___ Exercise input ___

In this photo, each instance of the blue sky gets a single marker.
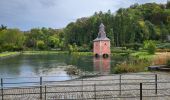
(27, 14)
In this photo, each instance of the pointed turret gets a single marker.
(102, 33)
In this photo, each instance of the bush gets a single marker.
(168, 63)
(150, 46)
(130, 67)
(134, 46)
(41, 45)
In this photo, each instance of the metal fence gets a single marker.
(89, 88)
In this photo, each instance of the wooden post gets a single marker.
(82, 88)
(40, 87)
(95, 91)
(140, 91)
(2, 91)
(156, 84)
(120, 83)
(45, 92)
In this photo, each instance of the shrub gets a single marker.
(41, 45)
(150, 46)
(135, 66)
(134, 46)
(168, 63)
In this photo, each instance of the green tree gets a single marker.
(150, 46)
(40, 45)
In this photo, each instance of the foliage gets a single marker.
(142, 55)
(163, 46)
(41, 45)
(128, 27)
(127, 67)
(134, 46)
(150, 46)
(72, 48)
(11, 40)
(168, 62)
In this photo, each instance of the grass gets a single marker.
(6, 54)
(161, 58)
(131, 67)
(142, 55)
(42, 52)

___

▶ _Brief_
Retype the records verbatim, excluding each image they hold.

▶ _Result of the task_
In this photo, each instance of the blue sky gets a single marker.
(27, 14)
In this photo, each instance of the pointed turret gets a single marker.
(102, 33)
In this photo, each instance of the bush gets a single marker.
(168, 63)
(150, 46)
(130, 67)
(134, 46)
(41, 45)
In this photo, each instance of the metal fence gets a single marker.
(89, 88)
In this photo, each instance of the wooden post gets a single marker.
(82, 88)
(40, 87)
(95, 91)
(140, 91)
(2, 91)
(156, 84)
(120, 83)
(45, 92)
In this photo, each instance of the shrub gets a single marker.
(41, 45)
(150, 46)
(135, 66)
(134, 46)
(168, 63)
In this photo, each instance of the green tree gets a single marker.
(150, 46)
(40, 45)
In this photo, each instance of the foliage gets a single marker.
(142, 55)
(163, 46)
(41, 45)
(128, 27)
(127, 67)
(134, 46)
(150, 46)
(72, 48)
(11, 40)
(168, 62)
In this photo, each instance of the grass gets a single marker.
(6, 54)
(161, 58)
(131, 67)
(142, 55)
(42, 52)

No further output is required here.